- [YOUR INSTRUCTIONS]
Keeping every word and mark, copy all of the data.

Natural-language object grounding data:
◇ ◇ ◇ ◇ ◇ ◇ ◇
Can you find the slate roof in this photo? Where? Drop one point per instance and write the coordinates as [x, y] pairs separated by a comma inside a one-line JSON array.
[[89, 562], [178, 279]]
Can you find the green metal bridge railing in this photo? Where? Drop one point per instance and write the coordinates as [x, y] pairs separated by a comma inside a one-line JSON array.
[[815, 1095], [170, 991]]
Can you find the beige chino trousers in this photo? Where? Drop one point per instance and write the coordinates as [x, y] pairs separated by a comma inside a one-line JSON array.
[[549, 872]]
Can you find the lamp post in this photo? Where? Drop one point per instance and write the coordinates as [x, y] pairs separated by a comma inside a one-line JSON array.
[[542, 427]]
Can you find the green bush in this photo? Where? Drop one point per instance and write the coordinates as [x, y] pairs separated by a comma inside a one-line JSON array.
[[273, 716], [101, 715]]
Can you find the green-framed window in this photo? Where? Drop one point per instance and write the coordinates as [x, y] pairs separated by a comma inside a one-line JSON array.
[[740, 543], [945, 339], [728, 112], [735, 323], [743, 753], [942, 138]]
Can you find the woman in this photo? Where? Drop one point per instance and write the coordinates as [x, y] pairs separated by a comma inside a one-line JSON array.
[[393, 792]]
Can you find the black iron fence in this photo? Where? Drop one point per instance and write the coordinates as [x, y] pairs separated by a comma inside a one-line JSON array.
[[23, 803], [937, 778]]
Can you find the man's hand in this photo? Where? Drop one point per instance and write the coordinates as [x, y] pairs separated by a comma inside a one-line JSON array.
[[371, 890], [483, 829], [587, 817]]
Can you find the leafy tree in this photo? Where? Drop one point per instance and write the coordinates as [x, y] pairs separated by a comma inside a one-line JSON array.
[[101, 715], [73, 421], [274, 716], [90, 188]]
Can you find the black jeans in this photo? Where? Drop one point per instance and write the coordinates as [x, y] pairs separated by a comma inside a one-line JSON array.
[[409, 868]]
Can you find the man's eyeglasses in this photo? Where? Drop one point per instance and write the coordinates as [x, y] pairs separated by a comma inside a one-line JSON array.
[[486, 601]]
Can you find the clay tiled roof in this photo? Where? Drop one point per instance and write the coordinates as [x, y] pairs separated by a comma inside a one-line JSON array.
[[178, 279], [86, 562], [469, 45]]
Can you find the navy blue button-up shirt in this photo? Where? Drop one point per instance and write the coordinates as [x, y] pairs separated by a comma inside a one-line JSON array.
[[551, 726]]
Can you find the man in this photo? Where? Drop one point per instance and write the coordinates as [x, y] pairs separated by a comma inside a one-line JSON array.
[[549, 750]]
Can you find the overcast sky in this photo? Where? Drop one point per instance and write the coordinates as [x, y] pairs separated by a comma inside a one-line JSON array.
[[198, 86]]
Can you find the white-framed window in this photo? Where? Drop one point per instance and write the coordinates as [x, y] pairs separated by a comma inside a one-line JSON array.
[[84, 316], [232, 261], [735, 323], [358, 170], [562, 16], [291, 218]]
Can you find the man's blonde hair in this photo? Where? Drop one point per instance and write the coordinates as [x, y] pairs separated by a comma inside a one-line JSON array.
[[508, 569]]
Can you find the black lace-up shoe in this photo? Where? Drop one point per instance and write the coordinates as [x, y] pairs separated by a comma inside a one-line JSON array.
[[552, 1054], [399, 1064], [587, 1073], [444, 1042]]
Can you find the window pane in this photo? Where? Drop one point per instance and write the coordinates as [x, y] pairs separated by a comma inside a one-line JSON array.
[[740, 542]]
◇ ◇ ◇ ◇ ◇ ◇ ◇
- [RESPONSE TO THE TASK]
Can you find the slate roof in this photo? Where? Drop one point per instance and write the coordinates as [x, y] pairs separated by a comma inside a one-line JSON array.
[[89, 562], [178, 279]]
Can you find the green metal bridge railing in this photo? Where? Drop one point per instance and write the coordinates as [x, y] pairs separated by a comma inside a one-line JSON array.
[[815, 1095], [170, 991]]
Can you find the beige chino trousers in this photo? Where? Drop one point per instance and write the coordinates as [x, y] pairs separated by a comma inside a one-line JSON array.
[[549, 872]]
Can you find the lamp post in this photo? Where? Drop one point per instance and write the coordinates as [x, y] pairs separated by a comma inside a one-line JSON array.
[[542, 427]]
Can you find the green bush in this photo? Where? Drop one point per instance and write the coordinates as [x, y] pairs separated by a comma inside a one-line JSON array.
[[273, 716], [101, 715]]
Can you find the green-framed window in this photo? Where? Drop one point per instance and write the coordinates as [x, y] pairs separated by a comma inside a one-line JSON array.
[[740, 543], [945, 339], [728, 112], [735, 323], [743, 753], [942, 138]]
Can you find the woman in this photo? Where? Drop one point per instance and write the coordinates as [x, y] pairs separated by a comma inside a one-line JSON array.
[[393, 792]]
Can you find the black iron fence in this photo? Where? Drop one point per instance and write the coordinates as [x, y] pairs separated by a comma inside a one-line JSON array.
[[23, 803], [937, 778]]
Can you find the man's hand in this photo? Where? Drop one point per instance and write the coordinates as [x, y] pairs separated by a comma inside a one-line JSON array.
[[371, 890], [483, 829], [587, 817]]
Can you find the leafy tree in this photo? Where? Drop one point per instance and write the coordinates as [x, y] pairs separated by a comma inside a one-line JSON array.
[[101, 715], [73, 421], [274, 716], [90, 188]]
Can you find the black jeans in this photo? Where? Drop one point per instance and write the coordinates as [x, y] pairs separated by a comma inside a one-line JSON array.
[[409, 868]]
Can you find the man's eyeglasses in this photo? Where? Drop one point per instance and write the coordinates as [x, y] pairs separated by a comma inside a one-line JSON array.
[[486, 601]]
Can you find the clay tiled roof in this photo? Where? Drop one point per instance and write the coordinates as [x, y] pairs separated by a comma inside a one-line JSON array.
[[178, 279], [86, 562], [469, 45]]
Can you find the navy blue button-up shirt in this photo? Where? Drop one point per instance and write the coordinates as [x, y] pairs separated by a comma inside a one-line JSON array.
[[551, 726]]
Can you find the man in this photo? Where? Drop one point per instance and write the coordinates as [x, y] pairs separated by a comma inside a one-line JSON array.
[[549, 750]]
Can you find the overcast sky in this photo? Where? Drop one point per instance and write the coordinates as [x, y] pairs separated by a comma inside a one-line JSON array.
[[198, 86]]
Can you find the white-framed window in this photo? Where? Drop one point per instance and write the coordinates as [x, y] pairs separated by a comma inside a one-line JSON array.
[[84, 316], [232, 261], [735, 323], [358, 170], [562, 16], [291, 218]]
Can you find the man's blonde hair in this photo? Where? Drop one point per instance and write the coordinates as [x, y] pairs separated by a comma inside a one-line JSON array.
[[508, 569]]
Can you find the black lace-up shoe in this photo? Where? Drop one point per instance and write the coordinates as [x, y] pairs separated by a comma inside a one-line JSON array.
[[552, 1054], [399, 1064], [587, 1073], [444, 1042]]
Can you find the window pane in this photo? Where? Drop one point per instance and write the coordinates as [x, y] pairs separated by a comma inside a one-line JSON array.
[[740, 542]]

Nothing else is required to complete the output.